Collection entries
......
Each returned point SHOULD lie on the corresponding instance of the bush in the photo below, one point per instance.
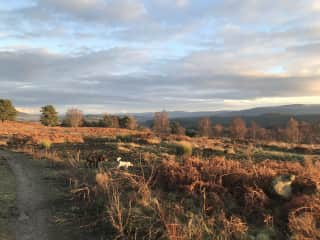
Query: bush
(183, 148)
(46, 144)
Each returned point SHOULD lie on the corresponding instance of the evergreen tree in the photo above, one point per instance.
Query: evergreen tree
(49, 116)
(7, 110)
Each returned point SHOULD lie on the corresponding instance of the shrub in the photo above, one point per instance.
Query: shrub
(46, 144)
(183, 148)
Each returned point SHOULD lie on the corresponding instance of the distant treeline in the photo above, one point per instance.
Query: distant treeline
(298, 129)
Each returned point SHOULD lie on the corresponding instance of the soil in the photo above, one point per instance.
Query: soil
(32, 220)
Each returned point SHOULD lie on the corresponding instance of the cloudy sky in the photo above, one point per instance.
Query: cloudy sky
(148, 55)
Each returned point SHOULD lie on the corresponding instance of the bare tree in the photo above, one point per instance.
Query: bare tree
(128, 122)
(161, 122)
(74, 117)
(238, 128)
(205, 127)
(292, 131)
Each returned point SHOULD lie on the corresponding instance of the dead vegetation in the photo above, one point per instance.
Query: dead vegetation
(183, 188)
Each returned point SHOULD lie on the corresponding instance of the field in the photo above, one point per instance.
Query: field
(177, 187)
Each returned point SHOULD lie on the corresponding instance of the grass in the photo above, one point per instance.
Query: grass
(7, 201)
(190, 189)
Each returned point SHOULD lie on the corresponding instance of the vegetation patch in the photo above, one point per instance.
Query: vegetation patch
(7, 201)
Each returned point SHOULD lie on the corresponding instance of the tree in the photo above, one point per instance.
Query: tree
(176, 128)
(107, 121)
(238, 128)
(74, 117)
(205, 127)
(292, 131)
(217, 130)
(115, 121)
(306, 132)
(253, 130)
(161, 122)
(7, 110)
(49, 116)
(128, 122)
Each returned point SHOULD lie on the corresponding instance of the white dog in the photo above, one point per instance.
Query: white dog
(126, 165)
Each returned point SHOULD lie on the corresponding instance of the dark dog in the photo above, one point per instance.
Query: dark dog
(94, 159)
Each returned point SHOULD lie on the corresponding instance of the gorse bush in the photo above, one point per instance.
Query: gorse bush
(46, 144)
(183, 148)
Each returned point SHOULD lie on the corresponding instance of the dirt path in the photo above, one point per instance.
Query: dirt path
(32, 204)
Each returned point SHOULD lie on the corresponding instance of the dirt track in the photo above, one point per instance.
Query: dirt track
(31, 201)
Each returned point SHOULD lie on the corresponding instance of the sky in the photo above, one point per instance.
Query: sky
(149, 55)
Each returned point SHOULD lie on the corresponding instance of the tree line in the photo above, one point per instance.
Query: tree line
(73, 117)
(294, 132)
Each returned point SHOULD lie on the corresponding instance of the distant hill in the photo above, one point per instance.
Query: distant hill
(26, 117)
(264, 116)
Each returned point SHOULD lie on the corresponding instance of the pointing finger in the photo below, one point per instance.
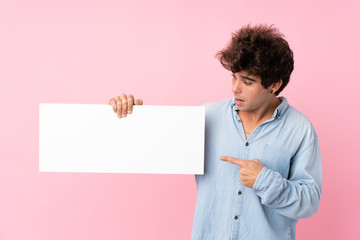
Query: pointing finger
(230, 160)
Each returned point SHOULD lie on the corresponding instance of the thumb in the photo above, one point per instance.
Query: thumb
(138, 102)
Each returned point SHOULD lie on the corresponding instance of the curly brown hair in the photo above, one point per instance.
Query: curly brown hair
(262, 51)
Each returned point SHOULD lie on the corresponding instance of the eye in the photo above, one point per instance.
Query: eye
(248, 83)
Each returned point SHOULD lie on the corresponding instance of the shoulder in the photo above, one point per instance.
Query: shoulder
(299, 123)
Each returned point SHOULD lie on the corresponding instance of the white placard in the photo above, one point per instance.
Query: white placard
(91, 138)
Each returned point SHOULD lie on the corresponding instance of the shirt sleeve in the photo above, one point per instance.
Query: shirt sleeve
(299, 195)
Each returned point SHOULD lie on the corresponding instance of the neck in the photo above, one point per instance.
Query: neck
(262, 114)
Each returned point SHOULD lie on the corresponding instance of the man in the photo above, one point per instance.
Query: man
(262, 158)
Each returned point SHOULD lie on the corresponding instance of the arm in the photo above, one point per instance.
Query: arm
(299, 196)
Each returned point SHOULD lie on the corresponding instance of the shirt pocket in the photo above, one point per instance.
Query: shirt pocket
(276, 159)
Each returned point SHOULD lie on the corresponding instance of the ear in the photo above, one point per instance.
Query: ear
(276, 86)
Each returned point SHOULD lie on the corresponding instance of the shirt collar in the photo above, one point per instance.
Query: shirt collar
(278, 111)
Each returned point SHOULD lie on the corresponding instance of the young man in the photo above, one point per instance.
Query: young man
(262, 158)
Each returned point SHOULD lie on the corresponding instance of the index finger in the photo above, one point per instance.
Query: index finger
(233, 160)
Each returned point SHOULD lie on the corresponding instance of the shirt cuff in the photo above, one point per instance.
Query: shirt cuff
(264, 179)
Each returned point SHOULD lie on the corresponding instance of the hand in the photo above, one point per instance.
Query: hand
(123, 104)
(249, 170)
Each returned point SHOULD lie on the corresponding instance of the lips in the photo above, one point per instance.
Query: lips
(238, 101)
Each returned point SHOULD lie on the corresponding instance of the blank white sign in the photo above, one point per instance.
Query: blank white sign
(91, 138)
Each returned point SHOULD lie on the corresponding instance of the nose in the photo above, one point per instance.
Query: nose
(236, 86)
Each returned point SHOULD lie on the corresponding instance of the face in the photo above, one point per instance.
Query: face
(250, 95)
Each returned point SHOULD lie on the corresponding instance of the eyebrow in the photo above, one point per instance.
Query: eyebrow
(250, 79)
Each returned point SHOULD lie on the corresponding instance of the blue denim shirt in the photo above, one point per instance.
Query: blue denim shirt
(287, 188)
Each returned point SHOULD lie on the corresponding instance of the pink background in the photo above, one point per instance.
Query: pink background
(163, 51)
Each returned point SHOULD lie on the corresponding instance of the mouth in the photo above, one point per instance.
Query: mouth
(239, 101)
......
> What you have to do: What you return should match the records above word for word, minus the pictures.

> Task solution:
Each returned point SHOULD lie on the corresponding instance of the bush in the photo below, one point per instance.
Query: bush
(183, 148)
(46, 144)
Each returned point SHOULD lie on the corresponding instance of the evergreen tree in the photo above, one point per instance.
Query: evergreen tree
(49, 116)
(7, 110)
Each returned point SHOULD lie on the corresponding instance of the shrub in the photo above, one point per instance.
Query: shrub
(46, 144)
(183, 148)
Each returned point SHOULD lie on the corresponding instance of the distant treeline in the photo above, one point per instance.
Query: distant treeline
(298, 129)
Each returned point SHOULD lie on the corresponding instance of the soil in the photo above, one point per instance.
Query: soil
(32, 220)
Each returned point SHOULD lie on the corresponding instance of the cloudy sky in the photo above, one point per instance.
Query: cloudy sky
(148, 55)
Each returned point SHOULD lie on the corresponding instance of the bare tree in the photo above, one point per instance.
Query: bare tree
(128, 122)
(161, 122)
(74, 117)
(238, 128)
(205, 127)
(292, 131)
Each returned point SHOULD lie on the corresponding instance of the dead vegetation in the photo above, one point per instance.
Query: dead vegetation
(183, 188)
Each returned point SHOULD lie on the corresponding instance of the field in the photo above, one point per instance.
Query: field
(177, 187)
Each returned point SHOULD lie on the corresponding instance of the grass in the photo above, one point per instance.
Query: grass
(7, 201)
(190, 189)
Each returned point SHOULD lie on the corresponding instance of the vegetation patch in the photo above, one point per instance.
Query: vegetation patch
(7, 201)
Each returned point SHOULD lie on the corresponding instance of the tree in the photo above, one point per instance.
Query: tree
(176, 128)
(107, 121)
(238, 128)
(74, 117)
(205, 127)
(292, 131)
(217, 130)
(115, 121)
(306, 132)
(253, 130)
(161, 122)
(7, 110)
(49, 116)
(128, 122)
Each returned point SHOULD lie on the corresponding instance of the white dog in the photo above, one point per instance.
Query: white dog
(126, 165)
Each returned point SHOULD lie on the corresponding instance of the dark dog in the photo above, one point per instance.
Query: dark dog
(94, 159)
Each returned point SHOULD lie on the corresponding instance of the gorse bush in the photo above, one point per instance.
Query: gorse bush
(46, 144)
(183, 148)
Each returned point SHOULD lie on the corresponding instance of the dirt path in the photo above, one point per instance.
Query: dirt path
(32, 204)
Each returned point SHOULD lie on the corresponding instance of the dirt track in the photo above, one point per instance.
Query: dirt track
(31, 201)
Each returned point SHOULD lie on the corresponding instance of the sky in the photo above, one point per instance.
Query: sky
(149, 55)
Each returned point SHOULD lie on the corresponding instance of the tree line in the photo above, one point per instance.
Query: tree line
(73, 117)
(294, 132)
Each returned point SHOULD lie on the corresponding instance of the distant hill in the photo above, one point per instance.
Query: distant hill
(26, 117)
(264, 116)
Each returned point SHOULD lie on the corresponding instance of the pointing finger in the photo below, one point per instance.
Query: pointing finger
(230, 160)
Each returned point SHOULD lie on the corresponding instance of the thumb in the photo above, one point per instance.
Query: thumb
(138, 102)
Each returned point SHOULD lie on the corresponding instance of the curly brown hair in the photo above, one point per instance.
Query: curly brown hair
(262, 51)
Each returned point SHOULD lie on the corresponding instance of the eye in the photo above, one point per instance.
Query: eye
(248, 83)
Each returned point SHOULD lie on the corresponding instance of the shoulder in the photo above, one point per instance.
Query: shoulder
(299, 123)
Each returned point SHOULD lie on the corresponding instance of the white placard in the photo above, one point per instance.
Query: white placard
(91, 138)
Each returned point SHOULD lie on the corresponding instance of the shirt sleeve in the photo above, one point per instance.
Query: shirt sleeve
(299, 195)
Each returned point SHOULD lie on the corresponding instance of the neck in the photo above, one point per instance.
Query: neck
(262, 114)
Each returned point SHOULD lie on the corresponding instance of the man in the photo above, one point per instance.
Query: man
(262, 158)
Each returned point SHOULD lie on the corresponding instance of the arm in the photo above, one point per instance.
Query: arm
(299, 196)
Each returned point SHOULD lie on the corresponding instance of the shirt pocket in the photo above, one point per instance.
Query: shirt pocket
(276, 159)
Each returned point SHOULD lie on the corresponding instance of the ear in the photo above, one point per instance.
Query: ear
(276, 86)
Each returned point SHOULD lie on the corresponding instance of the shirt collar in the photo above, one point per instance.
Query: shirt collar
(278, 111)
Each returned point SHOULD lie on the corresponding instance of the young man in the photo above, one point per instance.
Query: young man
(262, 158)
Each returned point SHOULD lie on the corresponding instance of the index finger in the photo above, one point per instance.
Query: index finger
(233, 160)
Each returned point SHOULD lie on the corresponding instance of the shirt cuff in the photo above, one point per instance.
Query: shirt cuff
(264, 179)
Each returned point SHOULD lie on the corresponding instance of the hand in the photo above, one point per instance.
Query: hand
(123, 104)
(249, 170)
Each returned point SHOULD lie on the corresponding instance of the lips in the photo above, one point per instance.
Query: lips
(238, 101)
Each returned point SHOULD lie on the corresponding instance of the blank white sign in the photo above, one point per instance.
Query: blank white sign
(91, 138)
Each returned point SHOULD lie on the corresponding instance of the nose in the photo above, one point per instance.
Query: nose
(236, 86)
Each returned point SHOULD lie on the corresponding instance of the face in the photo above, one point per instance.
Query: face
(250, 95)
Each returned point SHOULD lie on the corresponding instance of the eyebrow in the photo above, one point per instance.
Query: eyebrow
(250, 79)
Each returned point SHOULD lie on the corresponding instance of the blue denim shirt in the photo above, one point per instance.
Query: blue denim shirt
(287, 188)
Each returned point SHOULD lie on the corresponding instance of the pink background in the photo above, one point per instance.
Query: pink background
(163, 51)
Each returned point SHOULD lie on the corresponding instance of the mouth in the photo above, one point per instance.
Query: mouth
(239, 101)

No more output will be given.